> WRITTEN REQUEST A: Pull out every line in the rows below that contains the string "computer", treating case as significant.

Of ALL the people and cultures of this world that could bring back life to even the most blighted landscapes in Northern EK … its the Kaldorei. Time and Time again magic of the domain of LIFE has been shown to cleanse DEATH domain magic far FAR more effectively than LIGHT magic can. This is especially present in Western Plaguelands … where the Cenarian Circle made absurd progress in Cata to revitalize that terrain. Bluntly, just about the ONLY people in this world that could turn the once breadbasket of Lordaeron into a rich, fertile land again is the NEs.

Not saying they should have to … but they ARE about the only people that could.

This is assuming they not only would, but even can at this point. Remember, the Kaldorei have suffered genocide. The number left in the Alliance (and thus not neutral and not going to dismiss them for neutrality), number so few that it’d probably be ages before even Tirisfal is in a fit state for habitation.

> DATA FOR THIS TASK:
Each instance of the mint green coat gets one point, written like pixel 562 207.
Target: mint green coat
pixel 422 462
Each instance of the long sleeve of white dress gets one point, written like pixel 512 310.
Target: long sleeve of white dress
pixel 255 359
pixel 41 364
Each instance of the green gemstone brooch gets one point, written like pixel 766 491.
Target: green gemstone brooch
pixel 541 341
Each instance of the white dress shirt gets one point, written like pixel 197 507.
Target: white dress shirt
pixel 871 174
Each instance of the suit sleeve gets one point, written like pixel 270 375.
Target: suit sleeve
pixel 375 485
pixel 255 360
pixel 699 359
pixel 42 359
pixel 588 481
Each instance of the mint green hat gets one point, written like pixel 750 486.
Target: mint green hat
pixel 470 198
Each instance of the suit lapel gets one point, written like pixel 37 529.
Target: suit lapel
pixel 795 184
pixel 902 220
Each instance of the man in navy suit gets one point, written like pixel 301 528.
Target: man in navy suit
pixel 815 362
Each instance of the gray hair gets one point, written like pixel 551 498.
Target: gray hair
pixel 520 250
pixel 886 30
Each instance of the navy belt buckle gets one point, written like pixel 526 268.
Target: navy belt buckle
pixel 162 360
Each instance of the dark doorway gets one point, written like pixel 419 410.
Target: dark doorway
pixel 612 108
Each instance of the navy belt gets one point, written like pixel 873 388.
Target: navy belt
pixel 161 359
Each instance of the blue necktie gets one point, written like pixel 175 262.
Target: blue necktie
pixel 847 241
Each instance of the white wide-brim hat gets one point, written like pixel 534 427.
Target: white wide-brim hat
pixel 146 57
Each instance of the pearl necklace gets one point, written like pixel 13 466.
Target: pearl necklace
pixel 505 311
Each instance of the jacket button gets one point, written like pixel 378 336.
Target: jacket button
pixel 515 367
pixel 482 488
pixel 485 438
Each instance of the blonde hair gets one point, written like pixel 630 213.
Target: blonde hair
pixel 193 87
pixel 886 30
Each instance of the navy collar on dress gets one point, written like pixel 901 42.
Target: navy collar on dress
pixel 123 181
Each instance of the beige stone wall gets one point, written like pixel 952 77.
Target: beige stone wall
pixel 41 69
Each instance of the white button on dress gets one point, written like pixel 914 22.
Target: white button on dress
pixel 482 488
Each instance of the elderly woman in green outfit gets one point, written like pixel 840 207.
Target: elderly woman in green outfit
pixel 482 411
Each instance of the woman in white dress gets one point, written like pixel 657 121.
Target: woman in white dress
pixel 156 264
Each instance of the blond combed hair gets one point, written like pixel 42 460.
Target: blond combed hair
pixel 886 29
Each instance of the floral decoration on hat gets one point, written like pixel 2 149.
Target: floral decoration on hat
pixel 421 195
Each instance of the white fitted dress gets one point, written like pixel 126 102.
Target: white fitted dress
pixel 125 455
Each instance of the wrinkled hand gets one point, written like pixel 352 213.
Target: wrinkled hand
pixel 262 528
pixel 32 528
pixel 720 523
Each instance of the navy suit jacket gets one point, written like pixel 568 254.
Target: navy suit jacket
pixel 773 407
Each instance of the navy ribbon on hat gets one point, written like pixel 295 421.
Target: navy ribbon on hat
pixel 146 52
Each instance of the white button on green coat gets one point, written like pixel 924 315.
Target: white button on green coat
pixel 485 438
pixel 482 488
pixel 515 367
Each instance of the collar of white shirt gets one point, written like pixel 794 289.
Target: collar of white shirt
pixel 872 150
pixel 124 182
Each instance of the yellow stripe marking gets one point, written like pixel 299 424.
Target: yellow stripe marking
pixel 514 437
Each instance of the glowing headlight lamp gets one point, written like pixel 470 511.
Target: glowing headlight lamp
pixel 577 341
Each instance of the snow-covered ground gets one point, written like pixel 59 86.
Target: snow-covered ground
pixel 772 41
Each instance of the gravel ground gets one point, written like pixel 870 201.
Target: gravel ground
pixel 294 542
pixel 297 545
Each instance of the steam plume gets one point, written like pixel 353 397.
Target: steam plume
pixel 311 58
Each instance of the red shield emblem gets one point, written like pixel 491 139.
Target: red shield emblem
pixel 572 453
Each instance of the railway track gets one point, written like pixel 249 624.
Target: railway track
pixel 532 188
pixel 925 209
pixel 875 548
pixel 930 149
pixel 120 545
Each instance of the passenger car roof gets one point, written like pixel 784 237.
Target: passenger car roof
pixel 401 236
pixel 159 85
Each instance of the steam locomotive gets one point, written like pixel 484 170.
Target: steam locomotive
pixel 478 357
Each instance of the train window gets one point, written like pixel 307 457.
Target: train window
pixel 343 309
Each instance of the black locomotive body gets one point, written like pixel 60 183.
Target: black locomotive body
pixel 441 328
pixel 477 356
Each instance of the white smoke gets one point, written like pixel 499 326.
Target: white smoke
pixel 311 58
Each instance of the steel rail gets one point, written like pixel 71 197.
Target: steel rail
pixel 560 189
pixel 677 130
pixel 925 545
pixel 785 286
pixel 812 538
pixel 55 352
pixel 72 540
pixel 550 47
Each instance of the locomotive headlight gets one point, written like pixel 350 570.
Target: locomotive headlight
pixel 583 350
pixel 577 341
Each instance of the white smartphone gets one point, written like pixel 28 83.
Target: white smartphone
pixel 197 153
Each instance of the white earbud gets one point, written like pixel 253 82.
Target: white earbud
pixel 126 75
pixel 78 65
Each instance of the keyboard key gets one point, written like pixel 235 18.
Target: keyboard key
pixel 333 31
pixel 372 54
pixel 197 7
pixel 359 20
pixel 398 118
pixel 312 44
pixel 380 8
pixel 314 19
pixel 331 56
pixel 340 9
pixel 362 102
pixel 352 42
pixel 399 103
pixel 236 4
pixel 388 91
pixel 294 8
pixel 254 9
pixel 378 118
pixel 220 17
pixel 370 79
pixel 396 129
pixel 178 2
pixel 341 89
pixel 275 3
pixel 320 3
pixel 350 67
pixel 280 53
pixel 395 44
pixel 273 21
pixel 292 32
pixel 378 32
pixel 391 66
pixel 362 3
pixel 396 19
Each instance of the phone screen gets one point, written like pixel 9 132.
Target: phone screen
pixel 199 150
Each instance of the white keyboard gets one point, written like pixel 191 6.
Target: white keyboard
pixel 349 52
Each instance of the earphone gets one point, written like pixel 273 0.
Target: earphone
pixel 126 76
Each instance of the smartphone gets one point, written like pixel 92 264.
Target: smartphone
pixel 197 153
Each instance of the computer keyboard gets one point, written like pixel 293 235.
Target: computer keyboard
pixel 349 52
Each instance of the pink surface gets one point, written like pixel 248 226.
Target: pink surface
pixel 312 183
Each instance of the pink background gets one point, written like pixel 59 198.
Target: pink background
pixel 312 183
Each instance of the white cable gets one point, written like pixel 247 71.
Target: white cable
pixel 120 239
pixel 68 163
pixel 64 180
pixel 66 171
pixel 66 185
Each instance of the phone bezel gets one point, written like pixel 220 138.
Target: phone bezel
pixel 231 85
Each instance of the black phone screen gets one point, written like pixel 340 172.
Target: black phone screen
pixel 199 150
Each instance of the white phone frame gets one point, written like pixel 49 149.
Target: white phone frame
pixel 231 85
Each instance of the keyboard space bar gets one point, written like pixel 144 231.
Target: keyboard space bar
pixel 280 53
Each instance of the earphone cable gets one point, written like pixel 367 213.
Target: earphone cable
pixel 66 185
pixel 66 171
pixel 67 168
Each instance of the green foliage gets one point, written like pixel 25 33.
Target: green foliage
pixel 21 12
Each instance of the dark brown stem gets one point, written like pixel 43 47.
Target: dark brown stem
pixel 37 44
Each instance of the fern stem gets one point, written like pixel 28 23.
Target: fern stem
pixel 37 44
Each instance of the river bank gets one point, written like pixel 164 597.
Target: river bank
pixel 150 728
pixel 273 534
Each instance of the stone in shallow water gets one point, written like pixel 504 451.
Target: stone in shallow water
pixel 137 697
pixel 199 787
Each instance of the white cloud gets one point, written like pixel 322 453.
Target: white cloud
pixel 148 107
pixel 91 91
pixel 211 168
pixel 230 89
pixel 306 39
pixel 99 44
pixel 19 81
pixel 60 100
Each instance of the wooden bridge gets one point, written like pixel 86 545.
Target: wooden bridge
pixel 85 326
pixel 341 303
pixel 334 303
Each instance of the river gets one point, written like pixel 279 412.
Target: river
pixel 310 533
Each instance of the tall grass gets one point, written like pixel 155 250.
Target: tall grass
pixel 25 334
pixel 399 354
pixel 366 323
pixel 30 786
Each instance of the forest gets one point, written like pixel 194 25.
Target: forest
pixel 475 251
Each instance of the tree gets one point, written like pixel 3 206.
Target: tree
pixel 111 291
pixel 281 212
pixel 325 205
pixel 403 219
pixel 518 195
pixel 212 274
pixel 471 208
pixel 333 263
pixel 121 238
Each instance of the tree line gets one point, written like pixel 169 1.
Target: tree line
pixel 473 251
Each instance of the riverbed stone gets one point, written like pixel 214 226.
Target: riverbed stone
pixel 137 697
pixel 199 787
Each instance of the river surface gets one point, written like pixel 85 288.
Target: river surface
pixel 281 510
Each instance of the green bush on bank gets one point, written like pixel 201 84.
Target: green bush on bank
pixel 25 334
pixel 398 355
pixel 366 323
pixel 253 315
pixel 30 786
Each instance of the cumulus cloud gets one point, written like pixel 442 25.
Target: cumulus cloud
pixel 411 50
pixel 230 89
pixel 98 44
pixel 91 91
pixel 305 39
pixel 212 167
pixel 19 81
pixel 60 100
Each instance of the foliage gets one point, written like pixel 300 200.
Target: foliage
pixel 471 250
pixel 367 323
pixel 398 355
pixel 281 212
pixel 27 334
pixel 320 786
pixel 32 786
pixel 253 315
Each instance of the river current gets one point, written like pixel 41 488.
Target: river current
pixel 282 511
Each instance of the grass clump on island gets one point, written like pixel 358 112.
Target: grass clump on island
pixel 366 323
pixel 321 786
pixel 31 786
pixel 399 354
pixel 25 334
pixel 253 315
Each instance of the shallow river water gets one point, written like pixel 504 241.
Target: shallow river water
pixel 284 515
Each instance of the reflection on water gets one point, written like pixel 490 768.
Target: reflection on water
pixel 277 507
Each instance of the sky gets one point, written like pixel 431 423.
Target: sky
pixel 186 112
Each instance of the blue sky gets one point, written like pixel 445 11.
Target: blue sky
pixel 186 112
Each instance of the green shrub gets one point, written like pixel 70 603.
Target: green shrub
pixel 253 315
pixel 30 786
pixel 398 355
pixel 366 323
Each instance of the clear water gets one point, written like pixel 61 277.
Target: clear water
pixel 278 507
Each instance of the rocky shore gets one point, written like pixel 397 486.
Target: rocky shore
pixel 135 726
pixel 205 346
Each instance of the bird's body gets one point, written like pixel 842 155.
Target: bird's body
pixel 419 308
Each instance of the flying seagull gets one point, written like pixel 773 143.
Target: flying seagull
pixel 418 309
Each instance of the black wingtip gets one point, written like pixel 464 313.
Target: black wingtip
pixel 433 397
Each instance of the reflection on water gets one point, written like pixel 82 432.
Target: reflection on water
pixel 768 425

> WRITTEN REQUEST B: According to the passage above, what have the Kaldorei suffered?

> PROBLEM SOLUTION A:
Each instance of the computer keyboard gets one point, written like pixel 293 235.
Target: computer keyboard

> PROBLEM SOLUTION B: Genocide.